__Task description__: These entries must be printed again exactly as they are.

__Material provided__:
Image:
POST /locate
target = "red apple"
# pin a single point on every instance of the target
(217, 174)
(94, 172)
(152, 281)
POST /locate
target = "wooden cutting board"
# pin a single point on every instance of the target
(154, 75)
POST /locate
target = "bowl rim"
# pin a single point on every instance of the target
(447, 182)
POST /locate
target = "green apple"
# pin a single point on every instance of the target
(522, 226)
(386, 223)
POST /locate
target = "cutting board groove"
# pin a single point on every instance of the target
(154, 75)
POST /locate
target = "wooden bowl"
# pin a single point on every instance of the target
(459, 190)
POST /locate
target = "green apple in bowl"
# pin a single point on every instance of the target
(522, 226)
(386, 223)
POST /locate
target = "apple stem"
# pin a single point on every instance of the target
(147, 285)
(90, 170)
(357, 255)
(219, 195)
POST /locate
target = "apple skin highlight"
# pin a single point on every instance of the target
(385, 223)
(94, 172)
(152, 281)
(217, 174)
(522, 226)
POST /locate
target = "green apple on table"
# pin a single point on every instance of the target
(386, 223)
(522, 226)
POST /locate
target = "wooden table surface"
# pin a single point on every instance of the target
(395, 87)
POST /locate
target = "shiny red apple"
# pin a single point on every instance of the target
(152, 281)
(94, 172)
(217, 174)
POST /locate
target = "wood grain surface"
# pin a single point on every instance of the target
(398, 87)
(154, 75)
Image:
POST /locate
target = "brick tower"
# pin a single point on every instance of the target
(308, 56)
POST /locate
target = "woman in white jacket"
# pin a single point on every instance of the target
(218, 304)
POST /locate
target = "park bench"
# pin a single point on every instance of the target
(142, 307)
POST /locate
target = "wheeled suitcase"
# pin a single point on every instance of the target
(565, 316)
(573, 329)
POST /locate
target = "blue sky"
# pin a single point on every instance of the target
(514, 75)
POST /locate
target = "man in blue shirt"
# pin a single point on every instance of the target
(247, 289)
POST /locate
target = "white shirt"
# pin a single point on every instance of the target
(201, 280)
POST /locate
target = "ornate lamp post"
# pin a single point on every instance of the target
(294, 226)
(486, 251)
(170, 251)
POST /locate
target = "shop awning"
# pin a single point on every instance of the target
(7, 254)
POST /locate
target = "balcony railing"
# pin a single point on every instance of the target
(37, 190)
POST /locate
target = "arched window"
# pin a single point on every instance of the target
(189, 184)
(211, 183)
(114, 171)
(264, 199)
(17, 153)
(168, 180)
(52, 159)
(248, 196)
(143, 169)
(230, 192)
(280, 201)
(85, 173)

__Written response__:
Image:
POST /locate
target = "red apple"
# pin a single point on every instance of the target
(217, 174)
(94, 172)
(152, 281)
POST /locate
target = "wooden cutting board"
# pin a single point on every instance of the target
(154, 75)
POST /locate
target = "bowl rim"
# pin a single point on every instance of the target
(447, 182)
POST /locate
target = "green apple"
# pin a single point on every instance of the target
(522, 226)
(386, 223)
POST /locate
target = "cutting board groove"
# pin a single point on every instance of the target
(154, 75)
POST /locate
target = "wooden bowl"
# pin a single point on every instance of the target
(459, 190)
POST /locate
target = "green apple in bowl"
# pin a single point on every instance of the target
(522, 226)
(386, 223)
POST /locate
target = "apple stem"
# pin a single point on every instance of the target
(147, 285)
(90, 170)
(357, 255)
(219, 195)
POST /locate
target = "apple skin highlight"
# pin a single point on every instance of the target
(385, 223)
(94, 172)
(152, 281)
(217, 174)
(522, 226)
POST /locate
target = "green apple on table"
# pin a single point on every instance of the target
(386, 223)
(522, 226)
POST /locate
target = "wooden table surface"
# pin a single point on every instance of the target
(395, 87)
POST /locate
target = "shiny red apple"
# pin a single point on every instance of the target
(152, 281)
(94, 172)
(217, 174)
POST /locate
target = "wood grain surface"
# pin a single point on every instance of the target
(398, 87)
(154, 75)
Image:
POST /locate
target = "brick tower"
# pin a single point on every instance of the target
(308, 56)
POST /locate
target = "woman in white jacket"
# pin a single point on every instance of the target
(218, 304)
POST /locate
target = "park bench"
# pin a single point on every instance of the target
(142, 307)
POST /locate
target = "wheeled suitcase"
# pin a single point on every instance of the target
(565, 316)
(573, 329)
POST /locate
target = "blue sky"
# pin a single point on every instance of the target
(514, 75)
POST /locate
target = "man in blue shirt"
# pin a single point on every instance of the target
(247, 289)
POST /locate
target = "white shirt"
# pin a single point on every instance of the target
(201, 280)
POST /locate
target = "ornate lamp post"
# pin a single point on every instance of the target
(294, 226)
(486, 251)
(170, 251)
POST /locate
target = "shop awning"
# pin a single point on every instance of the target
(7, 254)
POST /locate
target = "balcony railing"
# pin a single point on every instance of the target
(37, 190)
POST /locate
target = "arched window"
# pin a single point on every instance of the target
(189, 184)
(211, 183)
(114, 171)
(264, 199)
(17, 153)
(168, 180)
(52, 159)
(248, 196)
(143, 169)
(230, 192)
(280, 201)
(85, 173)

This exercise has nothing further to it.